# Dataset excerpts:
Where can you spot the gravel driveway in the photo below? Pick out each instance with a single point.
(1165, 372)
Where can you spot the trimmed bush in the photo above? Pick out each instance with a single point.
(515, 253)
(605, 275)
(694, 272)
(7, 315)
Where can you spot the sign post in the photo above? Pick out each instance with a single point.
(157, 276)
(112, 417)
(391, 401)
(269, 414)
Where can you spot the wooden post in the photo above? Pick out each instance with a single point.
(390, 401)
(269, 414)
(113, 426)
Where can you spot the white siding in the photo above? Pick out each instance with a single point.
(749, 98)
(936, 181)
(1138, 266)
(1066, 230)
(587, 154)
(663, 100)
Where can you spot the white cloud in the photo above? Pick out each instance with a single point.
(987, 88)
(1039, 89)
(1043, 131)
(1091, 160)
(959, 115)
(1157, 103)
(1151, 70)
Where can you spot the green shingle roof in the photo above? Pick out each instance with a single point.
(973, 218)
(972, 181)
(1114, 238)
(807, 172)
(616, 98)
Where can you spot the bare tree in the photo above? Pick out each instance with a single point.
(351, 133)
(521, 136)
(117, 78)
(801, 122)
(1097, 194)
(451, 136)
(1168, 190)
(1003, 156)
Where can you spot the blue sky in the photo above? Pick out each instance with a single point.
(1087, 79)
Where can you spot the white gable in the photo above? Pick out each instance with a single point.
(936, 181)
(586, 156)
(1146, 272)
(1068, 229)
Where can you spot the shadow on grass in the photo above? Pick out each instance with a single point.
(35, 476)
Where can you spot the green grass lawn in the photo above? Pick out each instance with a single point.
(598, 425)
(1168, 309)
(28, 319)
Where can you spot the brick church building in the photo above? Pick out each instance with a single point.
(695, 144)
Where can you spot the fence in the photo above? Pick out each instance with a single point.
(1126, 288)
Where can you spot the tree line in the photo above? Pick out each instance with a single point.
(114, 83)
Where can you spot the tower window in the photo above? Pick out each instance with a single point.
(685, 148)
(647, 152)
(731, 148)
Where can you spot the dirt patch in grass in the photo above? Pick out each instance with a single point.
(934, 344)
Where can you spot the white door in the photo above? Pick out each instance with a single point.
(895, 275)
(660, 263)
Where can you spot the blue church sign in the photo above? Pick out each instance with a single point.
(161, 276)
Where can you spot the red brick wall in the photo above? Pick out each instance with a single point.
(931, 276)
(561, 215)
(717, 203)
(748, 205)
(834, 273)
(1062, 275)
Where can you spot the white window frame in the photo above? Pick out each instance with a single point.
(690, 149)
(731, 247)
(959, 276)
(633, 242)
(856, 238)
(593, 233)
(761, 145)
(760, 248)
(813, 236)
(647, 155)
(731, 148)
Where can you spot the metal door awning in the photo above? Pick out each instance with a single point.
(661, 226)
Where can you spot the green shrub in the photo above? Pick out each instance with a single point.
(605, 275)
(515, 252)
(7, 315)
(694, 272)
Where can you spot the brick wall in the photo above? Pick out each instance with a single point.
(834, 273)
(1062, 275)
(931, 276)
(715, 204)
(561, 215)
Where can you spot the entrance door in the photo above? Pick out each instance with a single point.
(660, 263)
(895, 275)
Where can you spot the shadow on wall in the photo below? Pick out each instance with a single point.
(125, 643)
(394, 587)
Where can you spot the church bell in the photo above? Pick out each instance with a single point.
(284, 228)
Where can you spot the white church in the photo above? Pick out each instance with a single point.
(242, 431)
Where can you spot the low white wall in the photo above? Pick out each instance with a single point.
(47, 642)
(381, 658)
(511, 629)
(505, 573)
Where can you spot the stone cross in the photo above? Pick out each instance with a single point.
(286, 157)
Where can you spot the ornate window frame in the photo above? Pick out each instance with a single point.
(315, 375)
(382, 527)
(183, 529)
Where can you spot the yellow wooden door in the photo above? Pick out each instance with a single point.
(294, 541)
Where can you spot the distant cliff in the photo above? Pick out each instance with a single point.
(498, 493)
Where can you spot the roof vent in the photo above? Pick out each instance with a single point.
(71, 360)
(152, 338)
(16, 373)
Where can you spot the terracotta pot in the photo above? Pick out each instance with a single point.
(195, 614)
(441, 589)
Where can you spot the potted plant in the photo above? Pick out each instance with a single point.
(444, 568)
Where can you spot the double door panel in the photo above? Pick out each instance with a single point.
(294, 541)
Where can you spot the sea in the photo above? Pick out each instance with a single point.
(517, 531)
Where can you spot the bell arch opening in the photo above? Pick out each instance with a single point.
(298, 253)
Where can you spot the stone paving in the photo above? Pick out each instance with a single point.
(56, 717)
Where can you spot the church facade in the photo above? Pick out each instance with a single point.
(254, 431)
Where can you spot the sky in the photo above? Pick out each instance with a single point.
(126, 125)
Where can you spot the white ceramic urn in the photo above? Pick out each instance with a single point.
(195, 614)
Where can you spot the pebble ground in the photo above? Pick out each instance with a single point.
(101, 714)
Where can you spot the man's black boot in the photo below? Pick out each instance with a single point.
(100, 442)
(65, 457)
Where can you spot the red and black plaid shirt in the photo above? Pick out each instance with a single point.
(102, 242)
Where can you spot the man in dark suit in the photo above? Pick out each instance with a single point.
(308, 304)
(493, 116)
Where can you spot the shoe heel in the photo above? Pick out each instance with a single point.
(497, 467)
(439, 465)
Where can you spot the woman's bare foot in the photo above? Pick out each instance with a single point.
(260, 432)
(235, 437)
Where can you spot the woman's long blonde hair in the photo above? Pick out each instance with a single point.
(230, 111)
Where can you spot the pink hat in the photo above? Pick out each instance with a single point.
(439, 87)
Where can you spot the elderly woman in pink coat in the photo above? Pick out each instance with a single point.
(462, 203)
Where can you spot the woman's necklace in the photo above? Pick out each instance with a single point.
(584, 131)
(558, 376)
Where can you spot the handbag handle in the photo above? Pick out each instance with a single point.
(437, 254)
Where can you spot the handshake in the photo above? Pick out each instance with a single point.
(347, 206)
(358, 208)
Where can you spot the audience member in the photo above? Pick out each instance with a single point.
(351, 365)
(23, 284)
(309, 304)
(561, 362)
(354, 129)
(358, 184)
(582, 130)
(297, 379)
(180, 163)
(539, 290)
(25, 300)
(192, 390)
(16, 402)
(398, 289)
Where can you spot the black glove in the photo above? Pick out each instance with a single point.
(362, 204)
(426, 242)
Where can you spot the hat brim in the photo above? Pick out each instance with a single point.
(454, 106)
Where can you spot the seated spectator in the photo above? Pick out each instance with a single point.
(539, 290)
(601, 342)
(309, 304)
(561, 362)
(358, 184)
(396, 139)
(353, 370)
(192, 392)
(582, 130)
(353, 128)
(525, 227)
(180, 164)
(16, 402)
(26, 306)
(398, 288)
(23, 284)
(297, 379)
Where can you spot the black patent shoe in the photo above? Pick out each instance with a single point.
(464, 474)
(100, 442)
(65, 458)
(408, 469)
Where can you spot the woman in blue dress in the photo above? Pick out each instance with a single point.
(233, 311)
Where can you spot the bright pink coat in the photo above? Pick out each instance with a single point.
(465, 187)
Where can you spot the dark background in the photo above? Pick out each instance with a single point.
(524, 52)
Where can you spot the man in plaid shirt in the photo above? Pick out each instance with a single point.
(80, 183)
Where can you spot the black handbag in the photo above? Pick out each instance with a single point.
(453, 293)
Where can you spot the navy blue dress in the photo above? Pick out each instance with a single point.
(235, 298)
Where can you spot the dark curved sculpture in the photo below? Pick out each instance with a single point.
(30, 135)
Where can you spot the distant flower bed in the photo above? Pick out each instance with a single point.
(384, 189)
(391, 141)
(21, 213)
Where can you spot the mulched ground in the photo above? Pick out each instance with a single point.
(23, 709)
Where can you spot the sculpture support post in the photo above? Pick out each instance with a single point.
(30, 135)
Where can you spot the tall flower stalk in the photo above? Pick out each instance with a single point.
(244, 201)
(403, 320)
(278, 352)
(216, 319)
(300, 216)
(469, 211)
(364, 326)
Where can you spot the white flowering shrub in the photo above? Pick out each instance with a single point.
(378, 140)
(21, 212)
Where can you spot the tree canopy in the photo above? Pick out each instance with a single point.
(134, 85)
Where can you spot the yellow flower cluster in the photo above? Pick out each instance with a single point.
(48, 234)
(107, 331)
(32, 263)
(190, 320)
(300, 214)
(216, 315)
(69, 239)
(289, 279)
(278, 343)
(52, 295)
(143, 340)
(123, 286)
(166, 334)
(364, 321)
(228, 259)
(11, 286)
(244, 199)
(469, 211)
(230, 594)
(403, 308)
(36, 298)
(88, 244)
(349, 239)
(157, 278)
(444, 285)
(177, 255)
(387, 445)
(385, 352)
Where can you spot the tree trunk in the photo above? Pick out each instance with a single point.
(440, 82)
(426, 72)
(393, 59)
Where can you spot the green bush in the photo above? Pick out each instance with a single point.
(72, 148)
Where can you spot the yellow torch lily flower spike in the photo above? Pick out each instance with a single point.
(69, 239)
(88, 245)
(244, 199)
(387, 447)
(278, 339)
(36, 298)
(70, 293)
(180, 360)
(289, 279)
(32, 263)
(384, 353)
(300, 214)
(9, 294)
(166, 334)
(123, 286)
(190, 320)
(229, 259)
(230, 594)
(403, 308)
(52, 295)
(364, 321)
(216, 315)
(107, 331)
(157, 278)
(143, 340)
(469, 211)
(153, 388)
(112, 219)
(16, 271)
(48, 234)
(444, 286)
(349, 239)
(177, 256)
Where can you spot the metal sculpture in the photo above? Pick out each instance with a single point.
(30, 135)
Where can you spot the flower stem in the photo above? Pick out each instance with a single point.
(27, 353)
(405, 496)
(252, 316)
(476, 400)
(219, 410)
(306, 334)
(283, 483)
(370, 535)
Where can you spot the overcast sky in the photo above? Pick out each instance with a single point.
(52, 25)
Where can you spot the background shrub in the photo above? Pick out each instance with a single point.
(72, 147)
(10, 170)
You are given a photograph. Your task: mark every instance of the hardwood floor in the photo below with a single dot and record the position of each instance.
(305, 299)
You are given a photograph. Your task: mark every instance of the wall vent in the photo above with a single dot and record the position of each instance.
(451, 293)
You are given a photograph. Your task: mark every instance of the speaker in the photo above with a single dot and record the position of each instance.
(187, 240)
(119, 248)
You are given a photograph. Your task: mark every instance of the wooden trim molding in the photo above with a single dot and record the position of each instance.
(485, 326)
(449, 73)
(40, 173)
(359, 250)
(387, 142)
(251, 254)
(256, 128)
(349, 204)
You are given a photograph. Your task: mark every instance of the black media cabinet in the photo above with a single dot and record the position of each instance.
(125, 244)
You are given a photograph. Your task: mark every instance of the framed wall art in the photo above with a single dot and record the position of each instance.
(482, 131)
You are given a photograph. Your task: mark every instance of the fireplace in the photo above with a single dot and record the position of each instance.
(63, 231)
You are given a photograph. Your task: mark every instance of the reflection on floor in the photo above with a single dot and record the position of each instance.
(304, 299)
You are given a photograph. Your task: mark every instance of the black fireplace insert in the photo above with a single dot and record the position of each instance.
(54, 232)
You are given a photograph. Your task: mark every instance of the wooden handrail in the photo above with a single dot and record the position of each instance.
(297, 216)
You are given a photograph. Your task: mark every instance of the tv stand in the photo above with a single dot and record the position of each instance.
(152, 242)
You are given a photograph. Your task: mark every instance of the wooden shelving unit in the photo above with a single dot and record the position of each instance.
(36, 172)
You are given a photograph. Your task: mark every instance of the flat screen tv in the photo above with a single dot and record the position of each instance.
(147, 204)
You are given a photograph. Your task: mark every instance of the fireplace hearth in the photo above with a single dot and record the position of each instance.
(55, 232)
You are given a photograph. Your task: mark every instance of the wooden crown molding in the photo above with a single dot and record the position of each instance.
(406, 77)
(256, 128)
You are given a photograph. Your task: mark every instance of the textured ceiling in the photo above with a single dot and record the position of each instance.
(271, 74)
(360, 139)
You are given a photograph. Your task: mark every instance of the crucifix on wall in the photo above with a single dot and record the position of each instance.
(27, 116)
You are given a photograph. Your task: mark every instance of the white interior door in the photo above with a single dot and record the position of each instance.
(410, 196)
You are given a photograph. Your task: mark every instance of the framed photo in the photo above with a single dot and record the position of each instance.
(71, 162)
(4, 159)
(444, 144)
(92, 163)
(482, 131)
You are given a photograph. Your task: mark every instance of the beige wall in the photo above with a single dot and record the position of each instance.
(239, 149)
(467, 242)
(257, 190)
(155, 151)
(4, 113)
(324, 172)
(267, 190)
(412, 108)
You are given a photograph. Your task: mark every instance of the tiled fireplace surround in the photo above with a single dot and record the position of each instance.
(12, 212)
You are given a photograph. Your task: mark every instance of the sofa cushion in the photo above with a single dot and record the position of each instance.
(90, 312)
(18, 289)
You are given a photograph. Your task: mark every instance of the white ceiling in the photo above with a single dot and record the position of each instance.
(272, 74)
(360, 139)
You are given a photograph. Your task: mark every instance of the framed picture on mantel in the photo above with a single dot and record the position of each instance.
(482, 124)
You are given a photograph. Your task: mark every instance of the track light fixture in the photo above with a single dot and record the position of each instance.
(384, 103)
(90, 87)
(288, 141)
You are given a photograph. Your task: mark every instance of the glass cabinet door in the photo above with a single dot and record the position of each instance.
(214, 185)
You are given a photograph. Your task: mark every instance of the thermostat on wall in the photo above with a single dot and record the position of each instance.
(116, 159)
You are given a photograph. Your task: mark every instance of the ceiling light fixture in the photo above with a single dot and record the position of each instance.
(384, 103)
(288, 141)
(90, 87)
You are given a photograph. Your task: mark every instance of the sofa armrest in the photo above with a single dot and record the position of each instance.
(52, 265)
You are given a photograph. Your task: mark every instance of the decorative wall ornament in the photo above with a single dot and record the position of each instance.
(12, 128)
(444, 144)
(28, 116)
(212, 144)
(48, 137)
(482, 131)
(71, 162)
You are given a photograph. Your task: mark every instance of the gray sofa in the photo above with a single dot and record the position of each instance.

# The problem:
Starting from the line that contains "the sofa armrest", reproduce each line of the data exactly through the last one.

# Solution:
You are given a photograph. Your task: mark every instance of the sofa armrest in the photo above with a single dot and record the position of each instance.
(52, 265)
You are given a photograph. Your task: mark every instance of the decorative wall ornament in the photo above with a single dot and record the position of each instance.
(12, 128)
(444, 144)
(28, 116)
(212, 144)
(48, 137)
(482, 131)
(71, 162)
You are given a photograph. Your task: mark every instance of the gray sofa in the photo above with a single dot and record the position of each instance.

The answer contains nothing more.